__Work to complete__
Reproduce every item below word for word.

__Entries shown__
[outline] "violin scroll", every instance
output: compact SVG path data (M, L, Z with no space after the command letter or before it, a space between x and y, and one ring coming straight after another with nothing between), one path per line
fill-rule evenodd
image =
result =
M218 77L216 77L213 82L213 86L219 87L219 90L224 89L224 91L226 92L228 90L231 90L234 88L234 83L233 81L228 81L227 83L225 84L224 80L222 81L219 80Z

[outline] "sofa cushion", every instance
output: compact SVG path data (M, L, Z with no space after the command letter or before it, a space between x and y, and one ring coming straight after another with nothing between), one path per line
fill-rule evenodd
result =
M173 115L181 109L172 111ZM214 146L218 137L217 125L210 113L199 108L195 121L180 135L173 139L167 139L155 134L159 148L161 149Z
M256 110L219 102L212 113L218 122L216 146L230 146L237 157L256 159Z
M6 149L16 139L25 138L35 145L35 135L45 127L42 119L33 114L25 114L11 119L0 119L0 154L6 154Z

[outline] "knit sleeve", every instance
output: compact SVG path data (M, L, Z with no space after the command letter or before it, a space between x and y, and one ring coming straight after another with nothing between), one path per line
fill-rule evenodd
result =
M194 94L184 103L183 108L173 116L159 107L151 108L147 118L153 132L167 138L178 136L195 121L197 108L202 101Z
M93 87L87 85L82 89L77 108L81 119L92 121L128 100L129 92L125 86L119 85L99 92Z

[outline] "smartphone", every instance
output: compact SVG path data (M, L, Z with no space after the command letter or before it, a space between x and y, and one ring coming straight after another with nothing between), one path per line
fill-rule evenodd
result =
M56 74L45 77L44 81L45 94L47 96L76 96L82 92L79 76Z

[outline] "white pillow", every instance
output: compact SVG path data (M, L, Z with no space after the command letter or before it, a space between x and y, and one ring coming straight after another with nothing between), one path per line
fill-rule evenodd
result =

__Full solution__
[outline] "violin scroll", every instance
output: compact SVG path data (M, L, Z with no space after the command letter or before it, a space between x and y, and one ring coming straight after another with nothing between), one path per line
fill-rule evenodd
image =
result =
M218 77L216 77L213 82L213 86L219 87L219 90L224 89L224 91L226 92L228 90L231 90L234 88L234 83L233 81L228 81L227 83L225 84L224 80L222 81L219 80Z

[outline] "sofa cushion", every instance
output: compact SVG path data (M, L, Z with no space after the command letter or before it, a space between x and y, and one ring coming straight after another with nothing between), one path per line
fill-rule evenodd
result =
M173 115L181 109L172 111ZM214 146L218 137L217 125L210 113L199 108L195 121L180 135L173 139L167 139L155 134L159 148L161 149Z
M256 110L219 102L212 113L218 122L216 146L230 146L237 157L256 159Z
M6 149L16 139L25 138L35 145L35 135L45 127L42 119L33 114L25 114L11 119L0 119L0 154L6 154Z

[outline] "knit sleeve", every instance
output: compact SVG path data (M, L, Z with no space after the command letter or before it, a space between x and y, and one ring coming straight after another with nothing between), one path per line
fill-rule evenodd
result =
M194 94L184 103L183 108L173 116L159 107L151 108L147 118L153 132L167 138L178 136L195 121L197 108L202 101Z
M93 87L87 85L82 89L77 108L81 119L92 121L128 100L129 92L125 86L119 85L99 92Z

[outline] "smartphone", every instance
output: compact SVG path data (M, L, Z with no space after the command letter or before it, a space between x and y, and one ring coming straight after another with nothing between), one path per line
fill-rule evenodd
result =
M56 74L45 77L44 81L45 94L47 96L76 96L82 92L79 76Z

[outline] "white pillow", every instance
output: compact SVG path data (M, L, Z with no space after the command letter or before it, a space between x and y, and one ring coming straight after another with nothing between), one path per line
fill-rule evenodd
result =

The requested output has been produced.